Texte de l'exercice.
______

Très optimiste, malgré quelques ratés, comme en septembre 2016 avec l’explosion de la fusée Falcon 9, ou en décembre 2020, avec l’explosion du prototype SN8, juste après le décollage, Elon Musk prévoit aujourd’hui d’envoyer des humains sur la planète rouge dès 2024, après deux missions inhabitées qui y auraient déposé l’infrastructure de survie nécessaire.
Dès le mois de mai 2020, l’entreprise a été la première société privée à envoyer des humains dans l’espace, à la Station spatiale internationale, et planche actuellement sur des prototypes de fusées réutilisables pour plusieurs vols.
Intelligence artificielle
Elon Musk a également une longueur d’avance sur les Gafam dans son projet de connexion universelle à Internet, a obtenu en 2018 l’aval des autorités américaines pour lancer dans l’espace une constellation de 4 425 satellites et créer le maillage nécessaire à un accès à Internet universel.
Quant à l’intelligence artificielle, elle l’obsède également, tant elle le fascine et l’effraie à la fois. Il a fondé en 2015 l’OpenAI, association de recherche chargé de réfléchir à la création d’une technologie à visage humain « au bénéfice du plus grand nombre ».

______

Consigne.
Reprenez le texte sur les projets d'Elon Musk et poursuivez-le à la suite de sa dernière phrase.

______

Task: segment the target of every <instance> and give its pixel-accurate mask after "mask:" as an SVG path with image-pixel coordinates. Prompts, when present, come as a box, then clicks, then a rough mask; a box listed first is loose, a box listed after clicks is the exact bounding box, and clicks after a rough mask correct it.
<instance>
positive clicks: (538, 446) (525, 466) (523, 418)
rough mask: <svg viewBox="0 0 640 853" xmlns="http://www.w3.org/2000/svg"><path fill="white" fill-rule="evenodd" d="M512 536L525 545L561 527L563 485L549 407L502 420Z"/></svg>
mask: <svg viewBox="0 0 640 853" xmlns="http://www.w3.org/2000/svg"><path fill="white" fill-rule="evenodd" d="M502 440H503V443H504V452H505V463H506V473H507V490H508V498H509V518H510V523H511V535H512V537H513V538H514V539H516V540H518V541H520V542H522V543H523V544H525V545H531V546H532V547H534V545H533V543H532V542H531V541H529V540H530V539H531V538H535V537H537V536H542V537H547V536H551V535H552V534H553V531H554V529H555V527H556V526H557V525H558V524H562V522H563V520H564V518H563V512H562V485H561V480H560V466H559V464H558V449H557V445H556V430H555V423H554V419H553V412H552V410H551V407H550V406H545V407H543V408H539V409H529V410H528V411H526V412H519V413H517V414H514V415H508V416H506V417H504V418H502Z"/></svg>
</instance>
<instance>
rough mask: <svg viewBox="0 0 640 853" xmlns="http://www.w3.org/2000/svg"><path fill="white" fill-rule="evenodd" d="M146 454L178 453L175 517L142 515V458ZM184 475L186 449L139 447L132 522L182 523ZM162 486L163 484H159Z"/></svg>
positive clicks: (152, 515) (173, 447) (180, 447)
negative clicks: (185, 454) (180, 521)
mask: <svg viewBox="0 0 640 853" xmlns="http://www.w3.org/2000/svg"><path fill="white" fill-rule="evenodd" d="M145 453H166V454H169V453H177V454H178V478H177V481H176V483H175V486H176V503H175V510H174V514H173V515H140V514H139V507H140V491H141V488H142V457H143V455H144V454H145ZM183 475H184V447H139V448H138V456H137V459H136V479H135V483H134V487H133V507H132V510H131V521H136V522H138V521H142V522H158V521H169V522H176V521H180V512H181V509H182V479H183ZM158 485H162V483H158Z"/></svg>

______

Réponse.
« Quand j’étais à l’université, je voulais être impliqué dans des choses qui changeraient le monde. Maintenant je le suis », s’est un jour réjoui le patron de SpaceX, qui a promis qu’il donnerait la moitié de sa fortune à des œuvres de charité, avec notamment « de gros versements dans vingt ans quand Tesla serait stabilisée ».
Doutes
Mais ces succès n’empêchent pas les phases de doute. Ainsi, le 7 août 2018, dans un tweet ayant surpris tout le monde, y compris dans les hautes sphères américaines, Elon Musk avait annoncé son projet de retirer Tesla, le constructeur de voitures électriques dont il est le PDG, de la bourse aux États-Unis, créant une panique boursière.
Am considering taking Tesla private at $420. Funding secured.
— Elon Musk (@elonmusk) August 7, 2018
Deux semaines plus tard, sous la pression de ses actionnaires, il se rétractera, entraînant une enquête pour « fraude » du gendarme américain de la bourse, la Securities and Exchange Commission (SEC), qui se soldera en octobre 2018 par un accord de résolution à l’amiable, Tesla et son fondateur acceptant de s’acquitter chacun d’une amende de 20 millions de dollars.
Consécration boursière
En décembre, Tesla rencontre sa consécration boursière en intégrant le prestigieux indice S&P 500, regroupant les 500 plus grandes sociétés cotées aux États-Unis.
En rejoignant le S&P 500, l’action Tesla a systématiquement été inclue dans des fonds indiciels cotés (exchange-traded funds ou ETF), qui suivent de manière passive les fluctuations de l’indice, ce qui a encore boosté le titre, qui pèse aujourd’hui davantage que General Motors, Ford, Fiat-Chrysler, Toyota, Honda et Volkswagen cumulés.
Pourtant, les ventes du groupe restent bien loin des constructeurs traditionnels : Tesla n’a écoulé que 499 550 voitures sur l’année 2020, bien loin par exemple de Volkswagen et ses 11 millions de véhicules vendus en 2019.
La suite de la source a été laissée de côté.